What is being asked.
Reproduce word for word every line of the records from the very first one through the line holding "Query: dog's shadow", with both of those included. Leave the pictures out of your answer.

Rows.
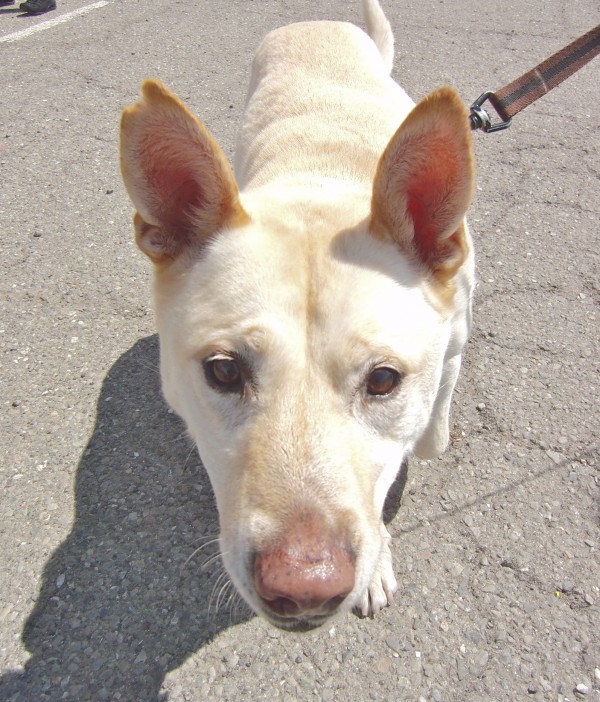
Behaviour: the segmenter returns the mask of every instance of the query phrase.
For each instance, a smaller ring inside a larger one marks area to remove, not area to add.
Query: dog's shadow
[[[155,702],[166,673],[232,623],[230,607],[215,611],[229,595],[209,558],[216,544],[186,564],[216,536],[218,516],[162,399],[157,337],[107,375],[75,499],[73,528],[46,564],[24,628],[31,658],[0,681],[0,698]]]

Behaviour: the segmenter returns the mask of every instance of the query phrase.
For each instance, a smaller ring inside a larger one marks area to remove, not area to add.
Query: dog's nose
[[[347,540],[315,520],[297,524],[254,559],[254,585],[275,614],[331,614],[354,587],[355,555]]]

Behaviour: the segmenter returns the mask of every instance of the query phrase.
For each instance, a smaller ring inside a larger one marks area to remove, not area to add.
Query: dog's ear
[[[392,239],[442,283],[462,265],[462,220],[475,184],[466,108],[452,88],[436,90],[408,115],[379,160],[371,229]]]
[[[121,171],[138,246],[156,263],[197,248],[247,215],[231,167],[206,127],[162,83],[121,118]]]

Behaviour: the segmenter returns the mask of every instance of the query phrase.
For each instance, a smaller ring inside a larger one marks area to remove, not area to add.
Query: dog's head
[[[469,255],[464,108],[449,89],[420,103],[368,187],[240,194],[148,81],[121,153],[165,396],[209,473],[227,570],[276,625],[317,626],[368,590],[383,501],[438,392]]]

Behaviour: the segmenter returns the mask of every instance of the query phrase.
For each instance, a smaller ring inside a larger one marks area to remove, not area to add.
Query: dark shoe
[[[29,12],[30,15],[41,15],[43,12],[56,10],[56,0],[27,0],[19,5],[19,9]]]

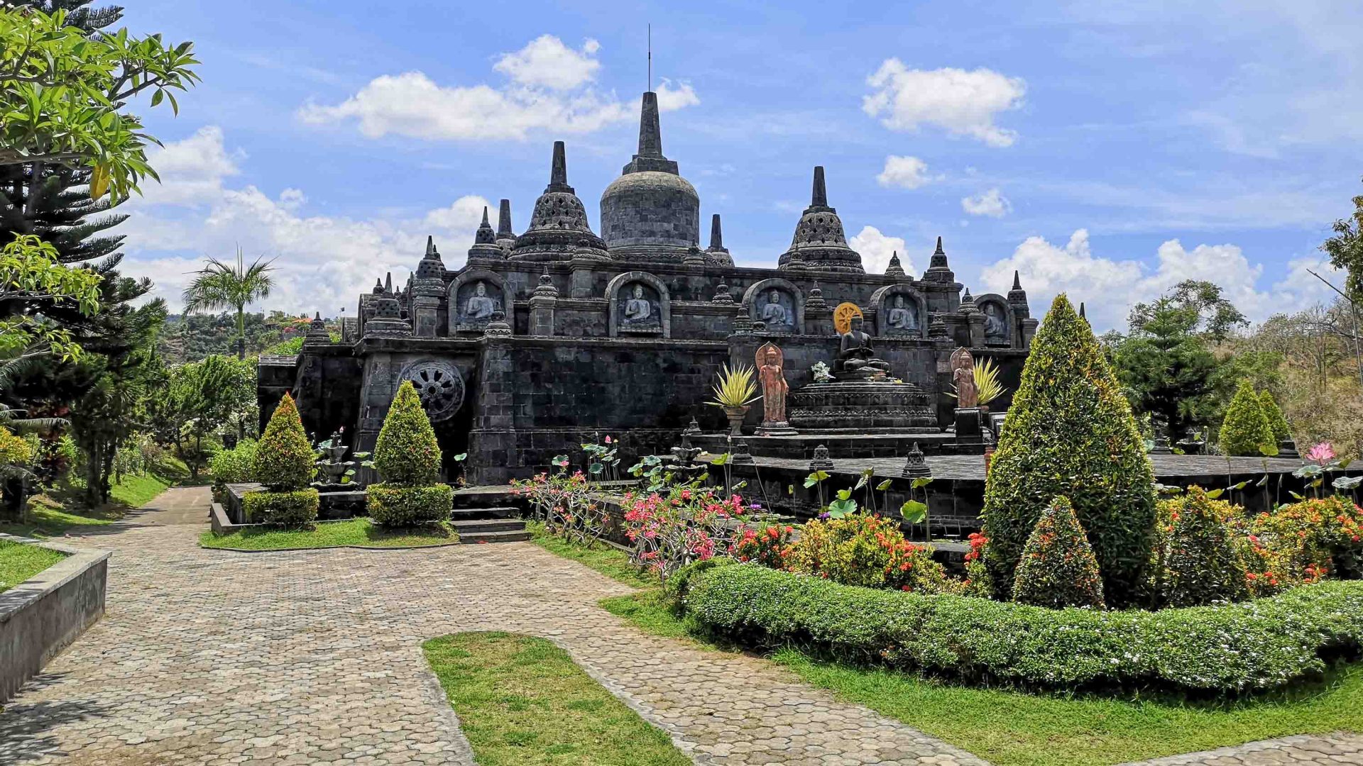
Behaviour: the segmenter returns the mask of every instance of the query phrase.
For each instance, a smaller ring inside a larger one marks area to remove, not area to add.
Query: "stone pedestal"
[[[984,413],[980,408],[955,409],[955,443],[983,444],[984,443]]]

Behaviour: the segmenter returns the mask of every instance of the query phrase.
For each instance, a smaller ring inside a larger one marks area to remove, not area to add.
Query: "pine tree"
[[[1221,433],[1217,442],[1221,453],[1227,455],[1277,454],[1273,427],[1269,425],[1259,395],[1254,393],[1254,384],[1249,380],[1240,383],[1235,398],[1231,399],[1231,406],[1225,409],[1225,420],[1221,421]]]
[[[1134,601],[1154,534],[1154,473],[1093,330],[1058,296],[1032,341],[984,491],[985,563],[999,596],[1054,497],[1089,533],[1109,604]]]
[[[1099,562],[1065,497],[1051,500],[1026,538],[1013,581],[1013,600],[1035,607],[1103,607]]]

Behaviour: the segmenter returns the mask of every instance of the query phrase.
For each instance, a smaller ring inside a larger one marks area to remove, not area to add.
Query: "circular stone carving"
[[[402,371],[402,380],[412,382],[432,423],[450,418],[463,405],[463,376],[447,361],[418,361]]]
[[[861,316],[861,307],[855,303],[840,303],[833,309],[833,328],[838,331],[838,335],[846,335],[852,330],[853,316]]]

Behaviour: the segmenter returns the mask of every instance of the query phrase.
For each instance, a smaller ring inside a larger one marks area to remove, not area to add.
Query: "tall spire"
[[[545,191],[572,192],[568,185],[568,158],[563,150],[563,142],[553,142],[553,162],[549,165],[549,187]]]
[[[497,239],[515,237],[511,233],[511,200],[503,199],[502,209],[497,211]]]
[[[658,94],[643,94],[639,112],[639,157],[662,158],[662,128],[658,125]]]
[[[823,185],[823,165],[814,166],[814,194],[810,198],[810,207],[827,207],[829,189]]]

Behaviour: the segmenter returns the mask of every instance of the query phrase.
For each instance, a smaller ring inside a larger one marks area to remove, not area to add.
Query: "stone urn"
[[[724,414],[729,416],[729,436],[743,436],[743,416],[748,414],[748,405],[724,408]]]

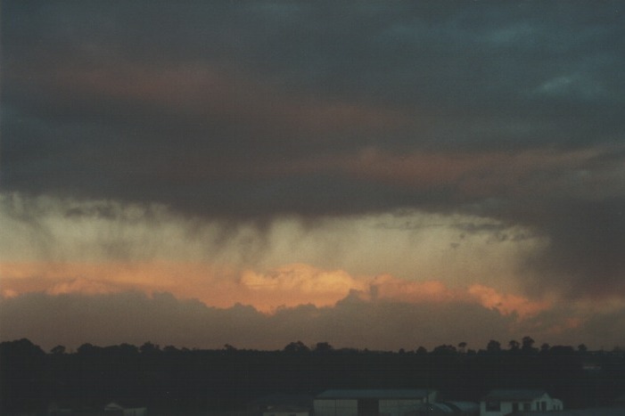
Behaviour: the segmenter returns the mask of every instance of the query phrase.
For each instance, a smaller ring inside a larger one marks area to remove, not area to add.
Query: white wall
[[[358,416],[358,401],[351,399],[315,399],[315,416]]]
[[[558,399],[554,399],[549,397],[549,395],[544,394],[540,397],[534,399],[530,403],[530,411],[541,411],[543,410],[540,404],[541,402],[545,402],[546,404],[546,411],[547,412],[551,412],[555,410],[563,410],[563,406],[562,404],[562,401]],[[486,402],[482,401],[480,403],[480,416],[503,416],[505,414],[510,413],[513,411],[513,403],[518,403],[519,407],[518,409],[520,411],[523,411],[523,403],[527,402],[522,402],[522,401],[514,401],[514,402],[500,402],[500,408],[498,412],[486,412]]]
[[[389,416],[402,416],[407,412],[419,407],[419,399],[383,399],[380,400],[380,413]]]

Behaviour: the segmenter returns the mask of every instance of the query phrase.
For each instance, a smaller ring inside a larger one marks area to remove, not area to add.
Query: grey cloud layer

Written response.
Behaviour: the segmenter returns the mask of every instance of the query phrase.
For each instance, a smaller ring inside a larger one marks area to remove, not area to add.
Query: dog's shadow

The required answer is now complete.